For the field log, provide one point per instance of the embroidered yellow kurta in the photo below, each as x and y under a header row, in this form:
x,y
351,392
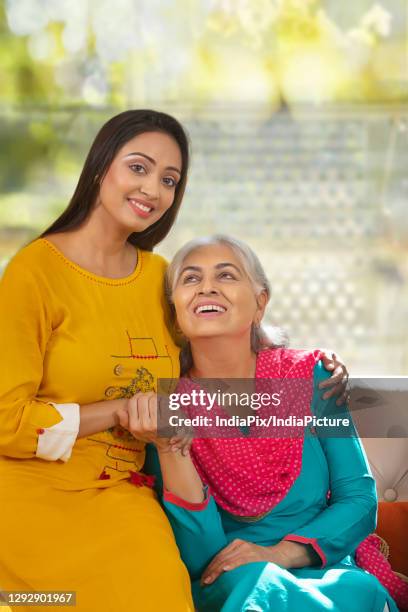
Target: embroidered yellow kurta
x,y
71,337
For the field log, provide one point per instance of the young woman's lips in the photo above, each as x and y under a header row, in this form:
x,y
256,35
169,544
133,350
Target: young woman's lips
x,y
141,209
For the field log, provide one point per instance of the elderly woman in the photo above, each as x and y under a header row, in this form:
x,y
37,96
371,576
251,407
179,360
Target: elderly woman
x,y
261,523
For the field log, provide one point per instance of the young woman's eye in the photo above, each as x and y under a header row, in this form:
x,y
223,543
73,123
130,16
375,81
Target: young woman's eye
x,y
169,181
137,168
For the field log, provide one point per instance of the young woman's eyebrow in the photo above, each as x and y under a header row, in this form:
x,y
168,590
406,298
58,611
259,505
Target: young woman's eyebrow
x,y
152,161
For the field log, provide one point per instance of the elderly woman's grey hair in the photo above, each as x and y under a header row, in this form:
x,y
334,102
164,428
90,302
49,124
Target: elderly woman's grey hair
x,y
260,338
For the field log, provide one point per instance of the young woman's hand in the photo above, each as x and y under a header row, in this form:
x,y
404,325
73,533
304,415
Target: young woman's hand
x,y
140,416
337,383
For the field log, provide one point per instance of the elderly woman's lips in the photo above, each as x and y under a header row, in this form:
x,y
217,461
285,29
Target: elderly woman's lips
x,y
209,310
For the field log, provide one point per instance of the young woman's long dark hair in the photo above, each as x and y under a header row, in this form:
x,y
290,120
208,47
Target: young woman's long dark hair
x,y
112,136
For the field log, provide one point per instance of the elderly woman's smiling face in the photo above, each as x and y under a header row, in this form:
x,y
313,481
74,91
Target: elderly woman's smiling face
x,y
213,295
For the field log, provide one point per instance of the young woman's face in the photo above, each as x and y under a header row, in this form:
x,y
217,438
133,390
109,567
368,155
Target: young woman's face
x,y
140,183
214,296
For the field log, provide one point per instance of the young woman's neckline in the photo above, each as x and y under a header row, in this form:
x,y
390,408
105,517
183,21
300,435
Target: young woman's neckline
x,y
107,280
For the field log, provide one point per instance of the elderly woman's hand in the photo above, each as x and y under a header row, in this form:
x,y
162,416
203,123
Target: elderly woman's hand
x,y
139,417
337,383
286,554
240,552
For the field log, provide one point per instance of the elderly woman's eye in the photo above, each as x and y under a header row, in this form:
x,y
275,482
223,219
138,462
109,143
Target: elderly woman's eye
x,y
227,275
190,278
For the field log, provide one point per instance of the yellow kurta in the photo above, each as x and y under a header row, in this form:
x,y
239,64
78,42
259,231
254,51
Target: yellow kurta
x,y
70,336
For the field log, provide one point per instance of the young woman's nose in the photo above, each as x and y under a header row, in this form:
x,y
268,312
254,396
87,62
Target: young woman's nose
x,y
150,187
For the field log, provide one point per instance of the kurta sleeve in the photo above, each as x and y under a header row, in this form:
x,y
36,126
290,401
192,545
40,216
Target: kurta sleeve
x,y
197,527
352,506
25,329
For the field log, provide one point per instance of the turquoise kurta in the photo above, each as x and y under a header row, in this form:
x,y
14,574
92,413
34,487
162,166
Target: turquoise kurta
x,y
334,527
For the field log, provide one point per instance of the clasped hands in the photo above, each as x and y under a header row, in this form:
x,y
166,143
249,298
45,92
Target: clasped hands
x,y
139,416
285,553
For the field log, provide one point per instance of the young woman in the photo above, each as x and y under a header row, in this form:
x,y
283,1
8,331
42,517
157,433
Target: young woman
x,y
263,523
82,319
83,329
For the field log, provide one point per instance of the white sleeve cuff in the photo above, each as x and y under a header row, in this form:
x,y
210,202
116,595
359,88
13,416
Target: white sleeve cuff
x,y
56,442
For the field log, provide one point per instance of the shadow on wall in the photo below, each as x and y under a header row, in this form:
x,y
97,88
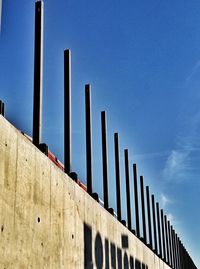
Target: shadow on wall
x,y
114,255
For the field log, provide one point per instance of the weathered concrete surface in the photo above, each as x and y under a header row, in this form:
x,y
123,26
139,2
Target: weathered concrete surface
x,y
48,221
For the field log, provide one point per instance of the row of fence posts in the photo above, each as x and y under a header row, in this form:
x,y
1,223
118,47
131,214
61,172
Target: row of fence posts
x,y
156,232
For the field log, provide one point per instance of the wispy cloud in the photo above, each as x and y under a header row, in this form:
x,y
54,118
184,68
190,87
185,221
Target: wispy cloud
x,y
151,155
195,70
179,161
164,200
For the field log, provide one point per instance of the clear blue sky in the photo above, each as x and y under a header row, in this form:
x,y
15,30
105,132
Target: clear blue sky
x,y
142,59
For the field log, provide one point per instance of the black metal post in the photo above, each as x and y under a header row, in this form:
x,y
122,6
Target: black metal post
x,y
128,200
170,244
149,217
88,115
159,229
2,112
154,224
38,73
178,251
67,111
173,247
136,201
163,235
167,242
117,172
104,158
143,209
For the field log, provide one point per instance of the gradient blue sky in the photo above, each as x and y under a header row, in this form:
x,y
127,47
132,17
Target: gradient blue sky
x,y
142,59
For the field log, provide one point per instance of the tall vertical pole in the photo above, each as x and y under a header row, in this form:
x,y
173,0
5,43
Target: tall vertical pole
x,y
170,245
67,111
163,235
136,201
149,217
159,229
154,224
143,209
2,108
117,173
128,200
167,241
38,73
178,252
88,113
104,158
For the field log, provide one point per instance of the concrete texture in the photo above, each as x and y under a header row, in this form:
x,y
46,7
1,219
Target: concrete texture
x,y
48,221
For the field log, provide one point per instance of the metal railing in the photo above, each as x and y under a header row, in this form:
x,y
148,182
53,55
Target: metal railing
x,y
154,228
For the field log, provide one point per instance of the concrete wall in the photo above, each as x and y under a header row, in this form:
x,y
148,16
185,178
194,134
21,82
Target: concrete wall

Your task =
Within the listing, count the lines that contain the word "below", and give the count by itself.

Output of the exercise =
2